VORLIEGENDER TEXT =
* * *
Wills Abschnitte sind mir echt unter die Haut gegangen, aber davon gab es so wenig. Und die anderen Abschnitte haben mir einfach zu oft gewechselt. Ingesamt wird die Geschichte aus Sicht von 9 verschiedenen Personen erzählt. Und das sind mit einfach zu viele Perspektiven, zu viele Wechsel, als das ich da mit jemandem wirklich hätte mitfühlen können. Dadurch sind für mich die Gefühle und Motive der einzelnen Personen manchmal auch zu sehr an der Oberfläche geblieben.

Dieses Buch befasst sich wirklich mit krassen Themen. Todesstrafe. Rassismus. Ein Junge, der aufgrund seiner Hautfarbe sterben muss. Man bekommt Einblicke in seine Gedanken, wie er seine letzten Tage au Erden erlebt. Das ging mir wie gesagt wirklich unter die Haut. Aber man lernt auch viele andere Charaktere kennen. Den Pfarrer, der nicht weiß, wie er dem Jungen und seinen Eltern helfen kann, welchen Rat er geben soll und wie er Trost spenden kann. Die Wutbürger, die nichts haben, außer ihrem Hass. Den Vater, der seinen Sohn im Krieg verloren hat und nicht weiß, wie er es seiner Frau sagen soll. Alles sehr ergreifende Schicksale und bedrückende Ereignisse. Durch die vielen und schnellen Perspektivwechsel ist mir aber trotzdem keine der Personen so wirklich nahe gekommen und die Stimmung kam nicht so richtig bei mir an. Vielleicht war das aber auch ganz gut so. Vielleicht hätte ich die Lektüre anders auch gar nicht ertragen, gerade weil es um so unglaublich bewegende Themen geht.

Sehr gut transportiert hat das Buch aber die (auch teils gespaltene) Stimmung in der Gesellschaft zu der Zeit, und auch die Tatsache, dass trotz so gravierender Ereignisse und diesem schlimmen Schicksal von Will, jeder sein eigenes Päckchen zu tragen hat.


Fazit:
Ein Buch, das mich irgendwie gespalten zurücklässt. Ich habe mich im Vorfeld ein bisschen vor der Lektüre gefürchtet, weil ich Angst vor diesem bewegenden Thema hatte. Angst, dass es mich zu sehr mitnimmt. Dann auch noch vor dem Hintergrund, dass es sich um eine wahre Geschichte handelt. Doch dann ist quasi das Gegenteil passiert: Das Buch konnte mich nur in seltenen Momenten wirklich berühren. Vielleicht war es ganz gut so, weil man so dieses schwierige Thema leichter ertragen konnte. Dennoch: dieses Thema darf wehtun, finde ich. Es darf (und sollte vielleicht sogar) bewegend, aufrütteln und erschüttern.
Durch die vielen Perspektivwechsel und die an der Oberfläche bleibenden Schilderungen wurde da meiner Meinung nach Potential verschenkt.
Dennoch lohnt sich die Lektüre, um sich ein Bild von der gesellschaftlichen Stimmung in den Südstaaten der 1940er zu machen. Um sich mit dem Thema Rassismus und dieser grenzenlosen Ungerechtigkeit zu konfrontieren.
* * *
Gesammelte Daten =
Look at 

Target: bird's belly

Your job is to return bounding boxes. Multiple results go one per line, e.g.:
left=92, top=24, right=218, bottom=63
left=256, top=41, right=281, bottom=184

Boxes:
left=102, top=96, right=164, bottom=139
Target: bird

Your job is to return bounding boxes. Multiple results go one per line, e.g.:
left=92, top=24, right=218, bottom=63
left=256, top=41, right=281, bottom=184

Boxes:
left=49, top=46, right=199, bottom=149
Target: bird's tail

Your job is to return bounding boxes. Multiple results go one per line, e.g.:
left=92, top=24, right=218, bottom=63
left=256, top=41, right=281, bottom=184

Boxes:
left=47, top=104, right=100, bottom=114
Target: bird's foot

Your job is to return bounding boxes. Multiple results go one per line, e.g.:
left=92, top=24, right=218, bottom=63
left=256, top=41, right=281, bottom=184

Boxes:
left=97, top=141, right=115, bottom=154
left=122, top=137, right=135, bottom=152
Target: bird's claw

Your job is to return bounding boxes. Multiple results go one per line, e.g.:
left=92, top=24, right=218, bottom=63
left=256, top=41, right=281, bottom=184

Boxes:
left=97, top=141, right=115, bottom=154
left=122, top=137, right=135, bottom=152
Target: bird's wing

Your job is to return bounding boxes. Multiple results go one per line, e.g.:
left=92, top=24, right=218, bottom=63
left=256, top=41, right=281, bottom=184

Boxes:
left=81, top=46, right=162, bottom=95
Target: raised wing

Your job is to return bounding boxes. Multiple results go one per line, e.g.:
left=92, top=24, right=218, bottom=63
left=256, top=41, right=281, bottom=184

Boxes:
* * *
AUFTRAG 1 =
Gib den Abschnitt der Rezension von "Durch die vielen Perspektivwechsel" bis einschließlich "Ungerechtigkeit zu konfrontieren." wortgetreu wieder.
AUFTRAG 2 =
Stimmen die folgenden Aussagen mit der Rezension überein? Antworte jeweils mit Ja oder Nein und zitiere die entscheidenden Worte wörtlich.
(a) Die Geschichte wird aus der Sicht von neun Personen erzählt.
(b) Das Buch hat beim Lesen durchgehend tief berührt.
(c) Die Rezension rät von der Lektüre ab.

ANTWORTFELD 1 =
Durch die vielen Perspektivwechsel und die an der Oberfläche bleibenden Schilderungen wurde da meiner Meinung nach Potential verschenkt.
Dennoch lohnt sich die Lektüre, um sich ein Bild von der gesellschaftlichen Stimmung in den Südstaaten der 1940er zu machen. Um sich mit dem Thema Rassismus und dieser grenzenlosen Ungerechtigkeit zu konfrontieren.

ANTWORTFELD 2 =
(a) Ja: „wird die Geschichte aus Sicht von 9 verschiedenen Personen erzählt“
(b) Nein: „Das Buch konnte mich nur in seltenen Momenten wirklich berühren.“
(c) Nein: „Dennoch lohnt sich die Lektüre“